**** DOCUMENT SEGMENT

By | September 8, 2010, 8:41am PDT

Summary: Integrating big systems across an entire organization is challenging at best and often disastrous. Here are 13 tips to help you succeed.

ERP helps buyers achieve levels of efficiency that would probably not otherwise be possible. However, this efficiency comes at the cost of complexity: integrating big systems across an entire organization is challenging at best and often disastrous.

Many ERP customers ignore “weak signals” that might point to obstacles that could interfere with success. For that reason, we must learn to pay attention to subtle warning signs of potential downstream trouble.

A blog post from Eric Kimberling, CEO of implementation services firm Panorama Consulting, discusses 13 of these warning signs. Eric is an expert with years of hands-on experience, so take his opinions seriously (I’ve edited the list slightly):

Here are a few signs that your ERP project may be in trouble:

  1. You don’t review the project with your executive team on at least a bi-monthly basis. You need involvement from your management team to ensure the project is aligned with their expectations, key decisions are being made in a timely fashion, and resources are being directed appropriately.
  2. There is no dedicated project team. There needs to be a small internal core that is dedicated to the project.
  3. There is no training scheduled until less than 90 days before go-live. Training is an iterative process and should begin well before go-live.
  4. Your organizational change management plan only consists of end-user training. Organizational design, employee communications, process and organizational gap analysis, and organizational readiness are just some of the key activities too often overlooked during ERP implementations.
  5. You have no contingency budget. Depending on risk and complexity, we often budget up to 15 to 20% of a total budget be set aside for contingency.
  6. You don’t conduct at least three iterations of conference room pilots or integration testing. Just as you would’t introduce a new product or manufacturing process without extensive testing, you don’t want to introduce an entirely new business software into your organization without testing and refining.
  7. Your budget assumes that software license costs are a majority of your total implementation costs. Software is the relatively easy and low-cost portion of your budget. Even with an accelerated implementation, you have configuration, hardware, internal and external resources, integration, and a number of other budgetary line items.
  8. You don’t have a strong program management team with at least several dozen implementations collectively under their belt. Every organization has a few people that either implemented software in their previous lives or “have a friend” that did so. However, there is no substitute for a team of experts that have done it a million times.

********
**** DATASET RECORDS

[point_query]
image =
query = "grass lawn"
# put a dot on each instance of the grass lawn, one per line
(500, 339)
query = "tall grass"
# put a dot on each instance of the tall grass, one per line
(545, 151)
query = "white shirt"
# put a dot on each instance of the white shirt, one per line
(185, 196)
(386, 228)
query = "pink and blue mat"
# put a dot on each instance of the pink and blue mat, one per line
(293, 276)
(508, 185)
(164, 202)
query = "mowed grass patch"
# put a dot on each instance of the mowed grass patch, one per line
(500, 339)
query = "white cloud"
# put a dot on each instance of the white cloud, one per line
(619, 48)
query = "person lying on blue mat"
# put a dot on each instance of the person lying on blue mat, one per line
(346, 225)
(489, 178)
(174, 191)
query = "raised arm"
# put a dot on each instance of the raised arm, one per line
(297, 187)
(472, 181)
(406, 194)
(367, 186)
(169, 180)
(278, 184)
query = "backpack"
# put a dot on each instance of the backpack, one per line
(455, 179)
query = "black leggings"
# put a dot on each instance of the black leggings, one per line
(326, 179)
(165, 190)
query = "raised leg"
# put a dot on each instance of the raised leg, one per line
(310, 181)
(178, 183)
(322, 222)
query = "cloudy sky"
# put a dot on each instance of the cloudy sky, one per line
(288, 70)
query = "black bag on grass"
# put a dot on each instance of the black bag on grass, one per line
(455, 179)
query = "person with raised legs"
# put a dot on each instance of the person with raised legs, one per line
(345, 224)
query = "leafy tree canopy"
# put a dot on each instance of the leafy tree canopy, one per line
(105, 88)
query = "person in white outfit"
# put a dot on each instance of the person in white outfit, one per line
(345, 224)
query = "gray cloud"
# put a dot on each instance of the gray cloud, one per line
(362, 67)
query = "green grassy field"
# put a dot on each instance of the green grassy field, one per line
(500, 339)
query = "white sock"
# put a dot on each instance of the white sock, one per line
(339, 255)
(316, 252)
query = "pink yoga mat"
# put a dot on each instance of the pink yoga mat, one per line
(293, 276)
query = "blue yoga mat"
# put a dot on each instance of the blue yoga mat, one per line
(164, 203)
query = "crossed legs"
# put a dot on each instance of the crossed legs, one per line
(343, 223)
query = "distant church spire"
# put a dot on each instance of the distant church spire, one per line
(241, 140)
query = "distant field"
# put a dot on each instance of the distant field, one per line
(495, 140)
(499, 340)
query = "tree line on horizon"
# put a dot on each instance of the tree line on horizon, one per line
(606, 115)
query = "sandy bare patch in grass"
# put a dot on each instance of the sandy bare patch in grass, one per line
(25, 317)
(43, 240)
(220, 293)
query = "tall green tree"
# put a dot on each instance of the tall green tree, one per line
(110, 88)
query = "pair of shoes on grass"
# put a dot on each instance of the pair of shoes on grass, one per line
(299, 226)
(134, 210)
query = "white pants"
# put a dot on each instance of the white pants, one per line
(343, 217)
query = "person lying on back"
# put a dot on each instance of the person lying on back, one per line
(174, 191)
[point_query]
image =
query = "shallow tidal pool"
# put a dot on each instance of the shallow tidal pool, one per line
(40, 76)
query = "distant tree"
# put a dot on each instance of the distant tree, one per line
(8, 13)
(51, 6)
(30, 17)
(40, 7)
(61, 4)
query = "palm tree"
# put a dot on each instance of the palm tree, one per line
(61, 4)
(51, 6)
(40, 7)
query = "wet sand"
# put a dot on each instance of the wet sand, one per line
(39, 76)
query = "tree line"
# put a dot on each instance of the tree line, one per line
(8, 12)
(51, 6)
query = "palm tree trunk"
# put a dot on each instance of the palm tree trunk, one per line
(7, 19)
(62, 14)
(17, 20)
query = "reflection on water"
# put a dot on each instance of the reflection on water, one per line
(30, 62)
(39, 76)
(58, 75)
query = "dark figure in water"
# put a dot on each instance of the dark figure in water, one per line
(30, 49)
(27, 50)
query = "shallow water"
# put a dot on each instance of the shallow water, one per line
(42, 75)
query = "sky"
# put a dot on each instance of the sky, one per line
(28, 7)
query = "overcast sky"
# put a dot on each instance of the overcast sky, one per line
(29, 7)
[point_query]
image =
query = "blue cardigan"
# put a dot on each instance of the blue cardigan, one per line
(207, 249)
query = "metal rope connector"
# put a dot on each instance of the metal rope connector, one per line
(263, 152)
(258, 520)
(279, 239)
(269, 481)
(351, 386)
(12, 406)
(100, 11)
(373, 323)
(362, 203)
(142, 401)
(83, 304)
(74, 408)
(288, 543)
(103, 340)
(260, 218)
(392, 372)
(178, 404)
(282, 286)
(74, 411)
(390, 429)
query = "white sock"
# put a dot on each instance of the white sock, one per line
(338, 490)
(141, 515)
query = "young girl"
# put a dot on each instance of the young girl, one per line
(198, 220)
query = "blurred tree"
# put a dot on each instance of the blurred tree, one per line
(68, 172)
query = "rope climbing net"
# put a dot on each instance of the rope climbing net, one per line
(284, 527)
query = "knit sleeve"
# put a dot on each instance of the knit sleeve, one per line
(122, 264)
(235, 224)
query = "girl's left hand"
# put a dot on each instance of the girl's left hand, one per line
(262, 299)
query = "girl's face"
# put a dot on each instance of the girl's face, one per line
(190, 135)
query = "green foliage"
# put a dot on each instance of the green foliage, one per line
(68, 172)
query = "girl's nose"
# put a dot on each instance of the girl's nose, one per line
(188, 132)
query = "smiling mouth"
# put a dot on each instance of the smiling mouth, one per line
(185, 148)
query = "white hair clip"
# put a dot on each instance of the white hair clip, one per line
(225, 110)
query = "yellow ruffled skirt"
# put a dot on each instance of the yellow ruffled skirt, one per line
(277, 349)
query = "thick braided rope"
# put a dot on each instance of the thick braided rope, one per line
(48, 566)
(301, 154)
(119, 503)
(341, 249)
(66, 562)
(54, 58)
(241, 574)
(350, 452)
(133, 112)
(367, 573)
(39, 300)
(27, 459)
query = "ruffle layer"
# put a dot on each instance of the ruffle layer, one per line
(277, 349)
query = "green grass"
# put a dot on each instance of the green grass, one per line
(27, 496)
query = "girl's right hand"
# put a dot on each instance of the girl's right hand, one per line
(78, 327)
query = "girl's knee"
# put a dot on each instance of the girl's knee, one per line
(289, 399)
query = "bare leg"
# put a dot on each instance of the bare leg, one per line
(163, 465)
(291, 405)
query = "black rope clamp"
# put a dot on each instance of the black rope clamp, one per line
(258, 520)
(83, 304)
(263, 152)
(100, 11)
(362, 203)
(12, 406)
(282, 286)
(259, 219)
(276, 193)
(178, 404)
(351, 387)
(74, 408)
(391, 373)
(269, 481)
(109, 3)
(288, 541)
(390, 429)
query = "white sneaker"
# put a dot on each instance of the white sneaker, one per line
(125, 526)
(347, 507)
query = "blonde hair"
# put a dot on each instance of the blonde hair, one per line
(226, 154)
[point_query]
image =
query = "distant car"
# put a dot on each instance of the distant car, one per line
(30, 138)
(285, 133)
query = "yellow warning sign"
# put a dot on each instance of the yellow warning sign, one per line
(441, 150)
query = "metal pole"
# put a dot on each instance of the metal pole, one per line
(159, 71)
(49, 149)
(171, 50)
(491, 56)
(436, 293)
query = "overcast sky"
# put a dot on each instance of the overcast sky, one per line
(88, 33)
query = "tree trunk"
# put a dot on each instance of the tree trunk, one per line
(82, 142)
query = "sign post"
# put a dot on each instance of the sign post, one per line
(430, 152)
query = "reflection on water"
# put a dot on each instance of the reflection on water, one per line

********

(EXERCISES TO COMPLETE)
**1)** The ERP article names activities that are too often overlooked during ERP implementations. List every one of them.
**2)** Copy part of the ERP article word for word: begin at the words "ERP helps buyers" and stop after "potential downstream trouble.".
The records are separate from the ERP article and stand apart from it.

(RESULTS OF THE EXERCISE)
**1)**
- Organizational design
- Employee communications
- Process and organizational gap analysis
- Organizational readiness

**2)**
ERP helps buyers achieve levels of efficiency that would probably not otherwise be possible. However, this efficiency comes at the cost of complexity: integrating big systems across an entire organization is challenging at best and often disastrous.

Many ERP customers ignore “weak signals” that might point to obstacles that could interfere with success. For that reason, we must learn to pay attention to subtle warning signs of potential downstream trouble.